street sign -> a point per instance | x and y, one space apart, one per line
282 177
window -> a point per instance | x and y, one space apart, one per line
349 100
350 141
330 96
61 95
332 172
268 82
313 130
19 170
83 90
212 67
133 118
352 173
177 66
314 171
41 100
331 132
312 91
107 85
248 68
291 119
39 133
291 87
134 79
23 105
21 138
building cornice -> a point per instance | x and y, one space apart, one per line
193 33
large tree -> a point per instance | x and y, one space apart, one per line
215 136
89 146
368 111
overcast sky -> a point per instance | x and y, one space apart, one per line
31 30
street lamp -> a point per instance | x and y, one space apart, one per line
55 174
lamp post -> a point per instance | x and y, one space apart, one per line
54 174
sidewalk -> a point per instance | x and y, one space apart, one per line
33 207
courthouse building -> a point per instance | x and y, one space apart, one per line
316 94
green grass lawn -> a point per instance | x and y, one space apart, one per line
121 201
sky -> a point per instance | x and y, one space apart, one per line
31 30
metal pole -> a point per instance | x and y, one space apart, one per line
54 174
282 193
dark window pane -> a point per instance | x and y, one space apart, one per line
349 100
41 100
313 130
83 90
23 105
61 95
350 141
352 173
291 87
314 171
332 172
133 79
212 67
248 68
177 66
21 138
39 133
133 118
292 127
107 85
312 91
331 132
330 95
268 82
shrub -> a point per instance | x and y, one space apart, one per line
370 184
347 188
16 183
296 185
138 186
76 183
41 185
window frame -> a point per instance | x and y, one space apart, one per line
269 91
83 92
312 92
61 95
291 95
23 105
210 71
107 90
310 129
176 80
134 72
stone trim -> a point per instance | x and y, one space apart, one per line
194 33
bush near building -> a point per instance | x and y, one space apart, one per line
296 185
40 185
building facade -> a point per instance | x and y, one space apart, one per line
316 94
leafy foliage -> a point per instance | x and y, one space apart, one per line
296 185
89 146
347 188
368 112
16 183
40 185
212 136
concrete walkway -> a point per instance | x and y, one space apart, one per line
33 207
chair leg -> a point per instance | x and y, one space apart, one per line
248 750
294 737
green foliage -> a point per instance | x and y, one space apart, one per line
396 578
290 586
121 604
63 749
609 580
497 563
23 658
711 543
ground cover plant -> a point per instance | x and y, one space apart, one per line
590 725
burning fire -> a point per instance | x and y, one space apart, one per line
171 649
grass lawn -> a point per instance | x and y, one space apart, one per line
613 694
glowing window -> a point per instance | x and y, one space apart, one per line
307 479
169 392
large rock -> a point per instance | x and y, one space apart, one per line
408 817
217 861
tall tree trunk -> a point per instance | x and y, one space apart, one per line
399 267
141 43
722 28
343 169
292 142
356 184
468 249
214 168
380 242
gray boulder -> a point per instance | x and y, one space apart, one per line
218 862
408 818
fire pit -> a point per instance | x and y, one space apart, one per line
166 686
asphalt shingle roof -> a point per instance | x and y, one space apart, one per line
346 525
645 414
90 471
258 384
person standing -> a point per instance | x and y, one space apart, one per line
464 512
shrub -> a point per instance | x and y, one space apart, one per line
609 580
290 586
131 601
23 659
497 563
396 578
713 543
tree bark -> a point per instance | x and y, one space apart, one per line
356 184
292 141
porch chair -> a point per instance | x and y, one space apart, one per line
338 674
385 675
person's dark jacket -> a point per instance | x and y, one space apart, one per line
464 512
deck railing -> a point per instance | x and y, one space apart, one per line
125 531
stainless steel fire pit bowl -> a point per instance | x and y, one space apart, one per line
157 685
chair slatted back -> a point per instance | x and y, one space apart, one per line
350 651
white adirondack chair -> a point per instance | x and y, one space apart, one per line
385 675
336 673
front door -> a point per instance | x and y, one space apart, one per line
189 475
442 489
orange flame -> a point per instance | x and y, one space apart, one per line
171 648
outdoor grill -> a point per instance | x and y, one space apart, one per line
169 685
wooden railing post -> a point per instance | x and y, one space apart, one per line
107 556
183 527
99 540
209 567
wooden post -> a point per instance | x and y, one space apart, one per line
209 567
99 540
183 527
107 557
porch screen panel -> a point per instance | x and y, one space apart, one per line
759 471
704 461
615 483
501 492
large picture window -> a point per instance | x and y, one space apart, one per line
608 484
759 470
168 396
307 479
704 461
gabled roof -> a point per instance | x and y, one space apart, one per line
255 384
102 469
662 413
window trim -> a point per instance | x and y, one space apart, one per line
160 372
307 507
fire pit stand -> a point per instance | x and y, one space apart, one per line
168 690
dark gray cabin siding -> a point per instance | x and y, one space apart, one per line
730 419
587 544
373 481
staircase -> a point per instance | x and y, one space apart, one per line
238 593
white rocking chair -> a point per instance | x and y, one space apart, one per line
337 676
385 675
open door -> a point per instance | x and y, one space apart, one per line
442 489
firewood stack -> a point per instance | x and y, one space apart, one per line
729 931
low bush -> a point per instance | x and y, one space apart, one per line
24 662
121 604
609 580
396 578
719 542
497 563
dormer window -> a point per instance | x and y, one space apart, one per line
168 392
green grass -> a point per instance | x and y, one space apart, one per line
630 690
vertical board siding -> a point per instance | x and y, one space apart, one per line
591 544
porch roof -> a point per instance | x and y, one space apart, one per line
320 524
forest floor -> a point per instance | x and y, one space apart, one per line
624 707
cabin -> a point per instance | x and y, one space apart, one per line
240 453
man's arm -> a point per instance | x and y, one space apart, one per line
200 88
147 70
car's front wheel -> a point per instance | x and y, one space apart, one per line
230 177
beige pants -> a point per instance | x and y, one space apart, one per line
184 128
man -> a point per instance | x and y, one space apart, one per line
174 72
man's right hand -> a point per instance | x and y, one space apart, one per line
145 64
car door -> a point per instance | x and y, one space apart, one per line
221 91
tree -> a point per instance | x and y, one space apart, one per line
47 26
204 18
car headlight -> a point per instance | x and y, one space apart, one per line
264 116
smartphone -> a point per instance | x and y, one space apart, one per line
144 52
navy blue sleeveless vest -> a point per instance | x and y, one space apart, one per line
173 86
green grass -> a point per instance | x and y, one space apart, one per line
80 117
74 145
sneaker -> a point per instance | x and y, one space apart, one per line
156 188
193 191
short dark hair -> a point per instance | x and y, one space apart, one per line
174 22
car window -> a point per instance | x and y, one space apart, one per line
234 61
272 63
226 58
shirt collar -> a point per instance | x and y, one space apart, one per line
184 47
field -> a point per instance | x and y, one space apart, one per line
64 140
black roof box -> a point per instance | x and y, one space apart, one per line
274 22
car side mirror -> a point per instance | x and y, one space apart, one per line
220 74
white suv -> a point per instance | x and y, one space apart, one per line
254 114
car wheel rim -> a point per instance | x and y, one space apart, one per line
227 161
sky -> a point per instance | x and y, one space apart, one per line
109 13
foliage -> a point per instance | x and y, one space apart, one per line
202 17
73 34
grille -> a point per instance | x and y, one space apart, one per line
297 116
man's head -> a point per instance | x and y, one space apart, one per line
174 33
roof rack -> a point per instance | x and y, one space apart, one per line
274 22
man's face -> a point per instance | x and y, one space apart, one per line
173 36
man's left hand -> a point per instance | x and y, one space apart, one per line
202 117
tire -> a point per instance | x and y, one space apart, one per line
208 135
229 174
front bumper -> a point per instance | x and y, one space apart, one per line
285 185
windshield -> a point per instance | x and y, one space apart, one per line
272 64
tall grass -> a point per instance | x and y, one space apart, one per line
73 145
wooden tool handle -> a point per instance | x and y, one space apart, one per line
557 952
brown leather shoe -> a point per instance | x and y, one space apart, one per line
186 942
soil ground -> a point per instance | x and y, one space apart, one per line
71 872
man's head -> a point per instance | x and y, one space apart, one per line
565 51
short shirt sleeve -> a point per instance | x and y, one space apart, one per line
_ _ _ _ _ _ _
# [EXERCICE]
Recopiez sans la moindre modification les lignes des entrées, depuis celle qui contient « brown leather shoe » jusqu'à la fin des entrées, les deux bornes comprises.

# [CORRIGÉ]
brown leather shoe -> a point per instance | x and y, one space apart, one per line
186 942
soil ground -> a point per instance | x and y, one space apart, one per line
71 872
man's head -> a point per instance | x and y, one space apart, one per line
565 51
short shirt sleeve -> a point per instance | x and y, one space apart, one per line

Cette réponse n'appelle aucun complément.